--- Data Enclosed Below ---

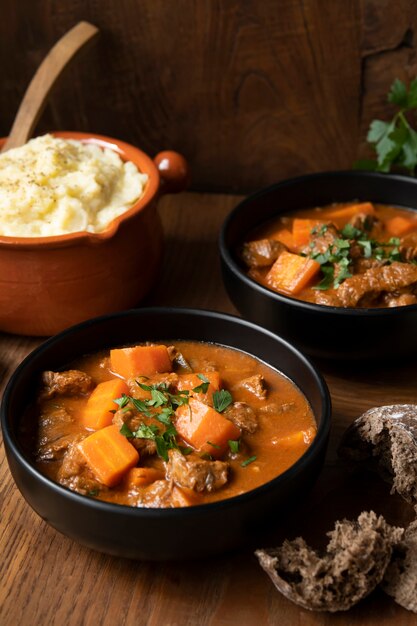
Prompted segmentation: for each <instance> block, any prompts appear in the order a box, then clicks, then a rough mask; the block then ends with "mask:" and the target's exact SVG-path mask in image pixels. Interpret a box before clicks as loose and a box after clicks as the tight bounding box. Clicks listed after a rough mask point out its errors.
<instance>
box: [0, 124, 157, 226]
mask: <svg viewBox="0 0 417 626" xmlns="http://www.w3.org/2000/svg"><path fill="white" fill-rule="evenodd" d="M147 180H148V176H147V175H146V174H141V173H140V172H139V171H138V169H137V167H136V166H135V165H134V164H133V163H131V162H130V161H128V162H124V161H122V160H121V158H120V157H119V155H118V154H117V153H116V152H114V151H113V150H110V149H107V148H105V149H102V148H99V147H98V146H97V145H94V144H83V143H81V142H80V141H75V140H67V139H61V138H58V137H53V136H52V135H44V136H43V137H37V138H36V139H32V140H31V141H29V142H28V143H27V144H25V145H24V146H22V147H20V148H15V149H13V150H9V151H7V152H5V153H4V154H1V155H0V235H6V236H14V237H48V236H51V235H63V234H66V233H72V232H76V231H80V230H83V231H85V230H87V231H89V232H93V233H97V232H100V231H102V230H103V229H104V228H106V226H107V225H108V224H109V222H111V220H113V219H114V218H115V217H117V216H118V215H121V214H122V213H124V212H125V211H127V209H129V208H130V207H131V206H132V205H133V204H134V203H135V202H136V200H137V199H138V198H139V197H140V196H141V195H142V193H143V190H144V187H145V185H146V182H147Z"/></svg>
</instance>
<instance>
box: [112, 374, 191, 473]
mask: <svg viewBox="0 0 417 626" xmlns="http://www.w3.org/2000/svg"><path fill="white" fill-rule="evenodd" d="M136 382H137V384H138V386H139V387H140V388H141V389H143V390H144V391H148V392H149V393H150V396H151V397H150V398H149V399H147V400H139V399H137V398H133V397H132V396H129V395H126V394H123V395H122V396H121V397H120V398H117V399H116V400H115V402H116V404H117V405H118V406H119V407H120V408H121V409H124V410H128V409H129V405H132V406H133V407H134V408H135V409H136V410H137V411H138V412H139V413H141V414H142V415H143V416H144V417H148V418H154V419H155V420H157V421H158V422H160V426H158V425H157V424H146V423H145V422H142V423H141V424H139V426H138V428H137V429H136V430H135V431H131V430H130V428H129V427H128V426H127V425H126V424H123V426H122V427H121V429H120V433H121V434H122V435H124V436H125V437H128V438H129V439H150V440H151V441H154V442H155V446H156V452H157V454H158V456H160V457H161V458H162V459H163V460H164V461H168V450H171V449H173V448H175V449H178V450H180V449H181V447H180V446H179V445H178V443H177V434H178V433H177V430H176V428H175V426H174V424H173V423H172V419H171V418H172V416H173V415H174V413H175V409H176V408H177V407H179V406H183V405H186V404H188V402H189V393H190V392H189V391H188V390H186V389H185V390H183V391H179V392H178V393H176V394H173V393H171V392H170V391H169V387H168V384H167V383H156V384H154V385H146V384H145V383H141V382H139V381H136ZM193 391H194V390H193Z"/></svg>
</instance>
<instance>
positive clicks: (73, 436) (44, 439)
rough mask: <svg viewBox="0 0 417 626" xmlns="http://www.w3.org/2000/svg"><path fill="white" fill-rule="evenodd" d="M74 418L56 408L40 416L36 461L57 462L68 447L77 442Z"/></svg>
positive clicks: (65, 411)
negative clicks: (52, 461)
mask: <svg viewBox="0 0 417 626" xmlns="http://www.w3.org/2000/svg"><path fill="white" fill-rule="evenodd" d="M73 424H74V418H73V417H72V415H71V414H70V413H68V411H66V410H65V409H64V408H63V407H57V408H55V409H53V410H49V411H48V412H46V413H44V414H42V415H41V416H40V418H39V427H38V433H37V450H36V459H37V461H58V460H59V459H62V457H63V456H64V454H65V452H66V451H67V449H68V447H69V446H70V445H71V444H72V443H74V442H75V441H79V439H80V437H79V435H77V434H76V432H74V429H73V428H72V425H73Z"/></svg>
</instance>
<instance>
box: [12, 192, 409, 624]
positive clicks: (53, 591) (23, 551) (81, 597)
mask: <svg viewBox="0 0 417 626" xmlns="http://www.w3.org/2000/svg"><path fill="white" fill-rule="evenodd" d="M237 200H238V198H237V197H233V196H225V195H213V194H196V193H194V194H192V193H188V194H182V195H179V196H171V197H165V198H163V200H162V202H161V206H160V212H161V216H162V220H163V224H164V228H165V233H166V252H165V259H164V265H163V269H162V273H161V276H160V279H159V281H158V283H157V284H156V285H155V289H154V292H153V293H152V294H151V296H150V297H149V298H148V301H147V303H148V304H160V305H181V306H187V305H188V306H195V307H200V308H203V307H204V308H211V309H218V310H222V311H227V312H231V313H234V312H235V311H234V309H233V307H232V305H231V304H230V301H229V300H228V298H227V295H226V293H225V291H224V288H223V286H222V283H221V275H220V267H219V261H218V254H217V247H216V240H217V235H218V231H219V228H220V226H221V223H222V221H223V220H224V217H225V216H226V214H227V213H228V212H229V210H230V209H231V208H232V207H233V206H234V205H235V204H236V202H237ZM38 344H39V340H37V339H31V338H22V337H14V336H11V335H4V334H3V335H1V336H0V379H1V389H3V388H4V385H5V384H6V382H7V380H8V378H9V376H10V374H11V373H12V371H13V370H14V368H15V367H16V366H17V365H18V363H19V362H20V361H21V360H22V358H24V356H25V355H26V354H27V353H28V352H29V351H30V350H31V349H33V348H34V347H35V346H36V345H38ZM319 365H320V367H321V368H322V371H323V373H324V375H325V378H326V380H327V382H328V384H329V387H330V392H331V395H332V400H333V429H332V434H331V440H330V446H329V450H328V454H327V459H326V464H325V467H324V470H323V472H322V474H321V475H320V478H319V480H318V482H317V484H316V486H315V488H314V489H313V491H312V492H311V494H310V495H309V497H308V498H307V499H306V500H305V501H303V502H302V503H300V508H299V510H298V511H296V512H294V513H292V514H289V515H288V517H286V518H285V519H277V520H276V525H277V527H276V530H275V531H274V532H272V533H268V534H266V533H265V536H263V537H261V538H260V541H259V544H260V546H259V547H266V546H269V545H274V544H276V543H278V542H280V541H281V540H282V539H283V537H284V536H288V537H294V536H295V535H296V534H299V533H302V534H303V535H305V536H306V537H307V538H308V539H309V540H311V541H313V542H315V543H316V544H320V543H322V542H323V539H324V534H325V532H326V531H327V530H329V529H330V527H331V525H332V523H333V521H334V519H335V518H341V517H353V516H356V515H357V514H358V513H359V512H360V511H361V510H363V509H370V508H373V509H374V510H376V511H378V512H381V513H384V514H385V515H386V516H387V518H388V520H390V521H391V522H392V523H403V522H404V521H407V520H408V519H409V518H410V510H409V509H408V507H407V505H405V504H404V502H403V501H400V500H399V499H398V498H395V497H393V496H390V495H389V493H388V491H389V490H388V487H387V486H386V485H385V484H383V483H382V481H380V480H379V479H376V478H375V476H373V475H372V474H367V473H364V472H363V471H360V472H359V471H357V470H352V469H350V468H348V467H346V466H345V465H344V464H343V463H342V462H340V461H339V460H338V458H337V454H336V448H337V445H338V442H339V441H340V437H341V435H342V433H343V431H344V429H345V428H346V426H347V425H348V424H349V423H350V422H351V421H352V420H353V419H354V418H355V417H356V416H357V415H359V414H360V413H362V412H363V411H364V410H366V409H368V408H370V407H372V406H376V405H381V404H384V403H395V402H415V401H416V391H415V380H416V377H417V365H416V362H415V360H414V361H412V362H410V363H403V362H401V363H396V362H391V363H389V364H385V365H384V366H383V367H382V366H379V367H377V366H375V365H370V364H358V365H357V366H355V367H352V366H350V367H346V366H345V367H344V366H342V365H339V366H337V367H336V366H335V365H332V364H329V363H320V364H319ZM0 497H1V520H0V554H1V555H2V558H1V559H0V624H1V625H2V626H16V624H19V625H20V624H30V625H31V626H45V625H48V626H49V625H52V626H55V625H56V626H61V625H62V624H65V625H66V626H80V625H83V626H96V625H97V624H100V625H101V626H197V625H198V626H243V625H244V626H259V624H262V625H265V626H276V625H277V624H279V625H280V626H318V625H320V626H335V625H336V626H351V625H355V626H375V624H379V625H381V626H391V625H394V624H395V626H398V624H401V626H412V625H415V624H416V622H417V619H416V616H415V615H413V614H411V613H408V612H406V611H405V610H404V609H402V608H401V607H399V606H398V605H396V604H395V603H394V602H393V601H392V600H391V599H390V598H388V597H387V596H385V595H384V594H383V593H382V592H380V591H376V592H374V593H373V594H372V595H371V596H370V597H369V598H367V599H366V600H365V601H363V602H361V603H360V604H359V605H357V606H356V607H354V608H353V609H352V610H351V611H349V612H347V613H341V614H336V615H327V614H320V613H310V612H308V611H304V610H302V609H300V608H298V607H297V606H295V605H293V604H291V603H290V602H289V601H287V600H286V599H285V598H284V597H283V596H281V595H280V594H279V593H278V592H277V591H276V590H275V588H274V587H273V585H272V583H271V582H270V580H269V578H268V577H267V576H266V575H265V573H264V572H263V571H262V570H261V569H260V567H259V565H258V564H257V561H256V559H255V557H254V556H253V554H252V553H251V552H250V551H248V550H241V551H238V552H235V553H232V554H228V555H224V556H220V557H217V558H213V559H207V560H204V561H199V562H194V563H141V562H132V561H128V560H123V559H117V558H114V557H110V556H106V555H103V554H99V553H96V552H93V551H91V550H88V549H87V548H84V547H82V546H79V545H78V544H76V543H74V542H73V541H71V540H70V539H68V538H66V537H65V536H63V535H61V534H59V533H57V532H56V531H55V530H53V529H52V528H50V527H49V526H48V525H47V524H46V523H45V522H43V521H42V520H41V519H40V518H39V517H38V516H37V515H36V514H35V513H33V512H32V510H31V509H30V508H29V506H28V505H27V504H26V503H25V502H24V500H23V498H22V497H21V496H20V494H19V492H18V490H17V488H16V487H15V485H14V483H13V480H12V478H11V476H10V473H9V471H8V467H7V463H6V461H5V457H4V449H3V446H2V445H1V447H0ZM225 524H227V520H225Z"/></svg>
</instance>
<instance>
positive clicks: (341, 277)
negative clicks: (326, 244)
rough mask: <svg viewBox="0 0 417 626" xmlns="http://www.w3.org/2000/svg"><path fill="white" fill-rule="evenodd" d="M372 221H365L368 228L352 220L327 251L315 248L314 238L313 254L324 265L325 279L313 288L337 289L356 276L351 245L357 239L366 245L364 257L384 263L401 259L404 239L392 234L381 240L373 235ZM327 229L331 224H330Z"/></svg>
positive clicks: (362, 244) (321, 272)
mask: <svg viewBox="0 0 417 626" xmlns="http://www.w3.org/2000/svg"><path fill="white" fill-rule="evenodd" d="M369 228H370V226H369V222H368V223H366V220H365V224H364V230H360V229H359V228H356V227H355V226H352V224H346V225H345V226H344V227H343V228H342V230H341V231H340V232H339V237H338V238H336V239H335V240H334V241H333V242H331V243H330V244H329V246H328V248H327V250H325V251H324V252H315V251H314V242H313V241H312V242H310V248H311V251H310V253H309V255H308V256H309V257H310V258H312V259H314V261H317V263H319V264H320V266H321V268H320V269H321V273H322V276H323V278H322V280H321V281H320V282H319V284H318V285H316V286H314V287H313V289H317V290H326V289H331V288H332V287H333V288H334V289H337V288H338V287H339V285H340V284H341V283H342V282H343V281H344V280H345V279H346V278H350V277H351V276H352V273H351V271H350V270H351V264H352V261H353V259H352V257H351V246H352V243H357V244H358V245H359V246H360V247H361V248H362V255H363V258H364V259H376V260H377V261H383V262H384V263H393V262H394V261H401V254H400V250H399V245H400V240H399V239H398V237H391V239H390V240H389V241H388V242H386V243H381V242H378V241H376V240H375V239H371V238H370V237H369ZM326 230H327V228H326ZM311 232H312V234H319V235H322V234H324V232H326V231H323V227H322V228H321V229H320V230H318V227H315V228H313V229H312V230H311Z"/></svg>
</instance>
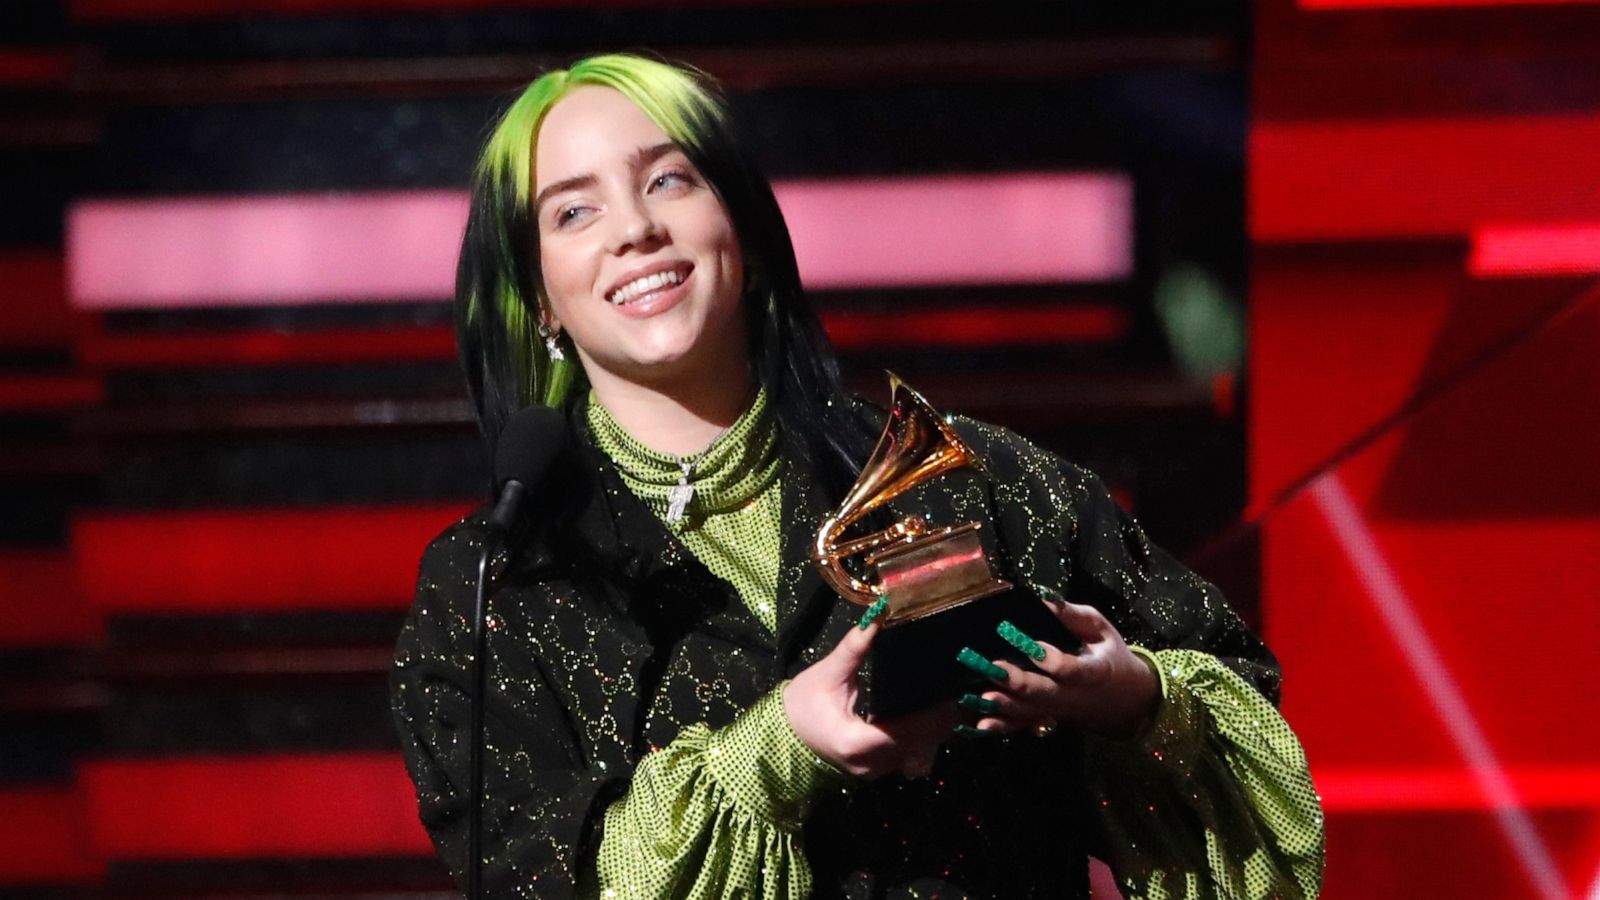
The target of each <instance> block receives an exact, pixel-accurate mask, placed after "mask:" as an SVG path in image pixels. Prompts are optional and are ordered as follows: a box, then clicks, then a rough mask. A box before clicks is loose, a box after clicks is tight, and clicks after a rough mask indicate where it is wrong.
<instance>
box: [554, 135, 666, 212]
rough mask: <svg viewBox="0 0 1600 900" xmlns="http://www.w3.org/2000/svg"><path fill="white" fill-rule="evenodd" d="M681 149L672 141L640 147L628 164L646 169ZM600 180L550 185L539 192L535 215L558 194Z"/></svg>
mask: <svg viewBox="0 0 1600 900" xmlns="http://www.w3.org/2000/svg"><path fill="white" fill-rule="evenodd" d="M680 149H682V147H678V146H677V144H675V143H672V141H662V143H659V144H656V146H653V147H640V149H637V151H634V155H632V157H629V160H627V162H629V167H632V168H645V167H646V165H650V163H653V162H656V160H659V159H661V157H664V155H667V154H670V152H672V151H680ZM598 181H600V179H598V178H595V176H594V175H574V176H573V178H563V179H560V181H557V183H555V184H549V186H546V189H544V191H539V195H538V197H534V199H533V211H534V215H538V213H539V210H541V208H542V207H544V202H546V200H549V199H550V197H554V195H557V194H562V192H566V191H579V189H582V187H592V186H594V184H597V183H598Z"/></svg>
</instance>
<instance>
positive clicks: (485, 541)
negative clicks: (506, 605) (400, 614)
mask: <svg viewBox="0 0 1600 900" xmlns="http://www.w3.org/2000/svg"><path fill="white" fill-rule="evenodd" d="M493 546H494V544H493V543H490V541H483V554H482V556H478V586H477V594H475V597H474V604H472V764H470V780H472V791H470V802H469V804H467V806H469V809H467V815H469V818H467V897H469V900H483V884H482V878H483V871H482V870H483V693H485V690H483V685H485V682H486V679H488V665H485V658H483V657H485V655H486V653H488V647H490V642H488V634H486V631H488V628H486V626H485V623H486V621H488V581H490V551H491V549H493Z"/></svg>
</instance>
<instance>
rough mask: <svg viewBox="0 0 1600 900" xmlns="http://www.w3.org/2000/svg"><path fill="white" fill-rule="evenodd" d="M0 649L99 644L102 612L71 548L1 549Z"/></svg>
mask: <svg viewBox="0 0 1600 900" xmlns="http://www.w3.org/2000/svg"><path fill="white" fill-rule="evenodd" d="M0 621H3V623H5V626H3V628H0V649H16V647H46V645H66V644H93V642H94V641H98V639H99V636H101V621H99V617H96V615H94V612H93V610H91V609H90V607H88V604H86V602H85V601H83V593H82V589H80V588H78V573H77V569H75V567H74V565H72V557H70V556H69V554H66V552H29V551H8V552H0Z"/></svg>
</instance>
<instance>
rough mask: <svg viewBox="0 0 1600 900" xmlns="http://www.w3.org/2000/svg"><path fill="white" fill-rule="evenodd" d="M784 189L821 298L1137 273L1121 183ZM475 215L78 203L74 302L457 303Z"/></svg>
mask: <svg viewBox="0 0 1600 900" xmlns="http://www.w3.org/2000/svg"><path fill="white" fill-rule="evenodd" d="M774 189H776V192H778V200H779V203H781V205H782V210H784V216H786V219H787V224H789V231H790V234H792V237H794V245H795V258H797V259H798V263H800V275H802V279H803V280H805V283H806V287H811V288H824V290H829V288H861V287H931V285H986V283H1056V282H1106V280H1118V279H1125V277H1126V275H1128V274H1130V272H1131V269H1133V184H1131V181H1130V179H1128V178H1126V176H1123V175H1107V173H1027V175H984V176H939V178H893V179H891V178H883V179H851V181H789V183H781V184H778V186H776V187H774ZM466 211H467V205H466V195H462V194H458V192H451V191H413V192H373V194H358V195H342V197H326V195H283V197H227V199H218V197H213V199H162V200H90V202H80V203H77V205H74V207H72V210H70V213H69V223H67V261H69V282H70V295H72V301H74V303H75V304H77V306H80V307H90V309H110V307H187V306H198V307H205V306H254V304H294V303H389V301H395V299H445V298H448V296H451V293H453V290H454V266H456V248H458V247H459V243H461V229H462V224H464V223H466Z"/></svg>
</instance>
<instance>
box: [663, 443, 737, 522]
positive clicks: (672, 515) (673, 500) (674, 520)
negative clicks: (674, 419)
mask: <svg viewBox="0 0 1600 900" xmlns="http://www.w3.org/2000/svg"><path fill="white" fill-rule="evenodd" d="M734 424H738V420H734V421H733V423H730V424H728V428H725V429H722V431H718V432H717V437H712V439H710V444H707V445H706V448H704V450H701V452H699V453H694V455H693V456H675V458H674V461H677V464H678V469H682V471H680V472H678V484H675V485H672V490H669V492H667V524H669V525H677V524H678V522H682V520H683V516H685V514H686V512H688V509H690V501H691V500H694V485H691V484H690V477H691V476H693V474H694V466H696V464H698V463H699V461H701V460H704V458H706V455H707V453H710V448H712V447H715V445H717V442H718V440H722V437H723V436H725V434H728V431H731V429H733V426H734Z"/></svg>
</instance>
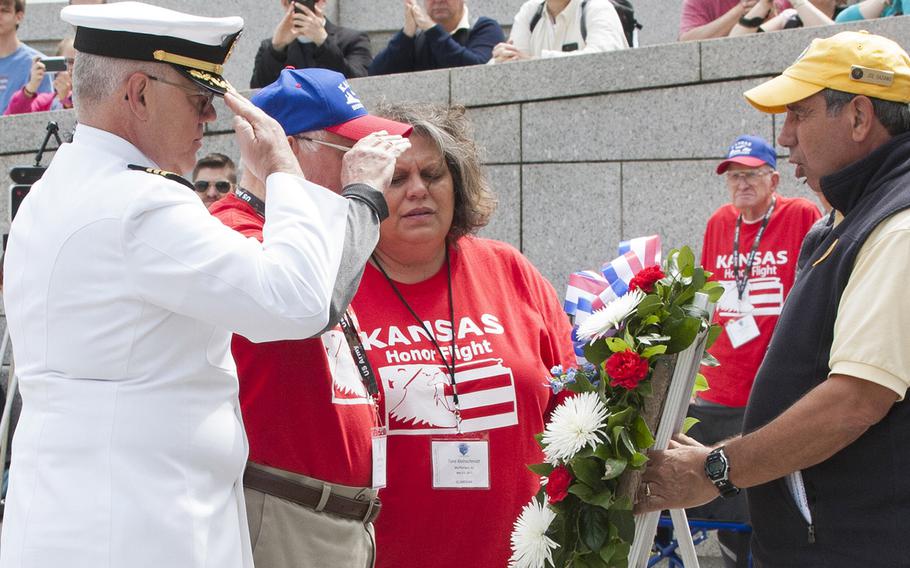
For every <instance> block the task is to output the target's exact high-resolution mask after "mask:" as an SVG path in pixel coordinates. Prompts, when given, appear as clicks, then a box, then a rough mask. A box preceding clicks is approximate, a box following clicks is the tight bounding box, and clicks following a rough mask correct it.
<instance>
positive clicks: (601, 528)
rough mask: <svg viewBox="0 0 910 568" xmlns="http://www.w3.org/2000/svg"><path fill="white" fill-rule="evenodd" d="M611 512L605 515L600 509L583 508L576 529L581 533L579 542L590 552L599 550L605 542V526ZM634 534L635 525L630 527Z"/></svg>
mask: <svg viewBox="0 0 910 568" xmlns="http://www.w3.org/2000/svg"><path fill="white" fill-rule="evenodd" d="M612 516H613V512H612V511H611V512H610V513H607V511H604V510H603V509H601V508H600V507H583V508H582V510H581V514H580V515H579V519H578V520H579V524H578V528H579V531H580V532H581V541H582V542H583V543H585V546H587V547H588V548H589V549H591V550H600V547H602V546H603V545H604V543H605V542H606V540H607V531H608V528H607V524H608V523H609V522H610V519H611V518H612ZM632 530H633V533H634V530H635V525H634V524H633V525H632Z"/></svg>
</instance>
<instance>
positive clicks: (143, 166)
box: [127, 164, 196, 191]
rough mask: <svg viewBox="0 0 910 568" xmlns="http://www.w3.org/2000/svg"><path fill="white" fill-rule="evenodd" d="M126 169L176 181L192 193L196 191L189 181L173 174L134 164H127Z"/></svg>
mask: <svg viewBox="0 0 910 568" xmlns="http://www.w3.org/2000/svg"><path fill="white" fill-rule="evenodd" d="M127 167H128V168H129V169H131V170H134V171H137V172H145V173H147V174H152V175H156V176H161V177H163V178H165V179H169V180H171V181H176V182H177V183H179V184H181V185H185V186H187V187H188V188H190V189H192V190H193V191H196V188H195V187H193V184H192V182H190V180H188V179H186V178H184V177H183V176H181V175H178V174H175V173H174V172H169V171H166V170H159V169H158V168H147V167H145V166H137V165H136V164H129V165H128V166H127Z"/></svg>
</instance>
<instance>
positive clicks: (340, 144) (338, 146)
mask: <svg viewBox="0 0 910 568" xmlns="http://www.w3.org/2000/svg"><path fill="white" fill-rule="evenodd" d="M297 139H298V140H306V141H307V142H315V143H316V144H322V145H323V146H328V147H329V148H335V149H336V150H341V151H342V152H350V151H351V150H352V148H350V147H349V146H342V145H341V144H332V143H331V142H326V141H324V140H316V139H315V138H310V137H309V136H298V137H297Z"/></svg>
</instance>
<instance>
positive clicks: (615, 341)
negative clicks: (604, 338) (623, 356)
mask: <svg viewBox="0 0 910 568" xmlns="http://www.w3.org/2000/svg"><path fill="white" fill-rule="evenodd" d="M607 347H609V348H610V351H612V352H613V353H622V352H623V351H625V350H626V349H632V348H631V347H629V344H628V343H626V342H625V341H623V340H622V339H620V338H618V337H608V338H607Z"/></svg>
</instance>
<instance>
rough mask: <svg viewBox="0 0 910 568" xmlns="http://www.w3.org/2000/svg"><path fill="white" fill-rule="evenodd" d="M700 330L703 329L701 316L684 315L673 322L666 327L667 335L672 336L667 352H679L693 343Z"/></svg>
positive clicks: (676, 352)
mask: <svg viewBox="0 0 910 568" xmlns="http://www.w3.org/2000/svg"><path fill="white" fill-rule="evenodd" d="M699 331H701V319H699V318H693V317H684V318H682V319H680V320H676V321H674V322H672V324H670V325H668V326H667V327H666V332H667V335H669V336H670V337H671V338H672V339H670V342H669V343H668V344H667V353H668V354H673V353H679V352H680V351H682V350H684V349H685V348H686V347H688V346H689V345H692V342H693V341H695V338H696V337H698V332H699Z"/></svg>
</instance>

--- End of Enclosed Data ---

§ **To do**:
Reproduce the entries above exactly, but only the lines between the line holding "positive clicks: (341, 277)" and the line holding "221H365L368 228L352 220L327", inclusive.

§ **Exercise answer**:
positive clicks: (341, 277)
negative clicks: (326, 244)
rough mask: <svg viewBox="0 0 417 626" xmlns="http://www.w3.org/2000/svg"><path fill="white" fill-rule="evenodd" d="M372 221H365L368 228L352 220L327 251L315 248L314 238L313 254L324 265L325 279L313 288L337 289L356 276L351 245L357 239L366 245L364 257L384 263L401 259L404 239L392 234L381 240L373 235ZM327 229L331 224H330Z"/></svg>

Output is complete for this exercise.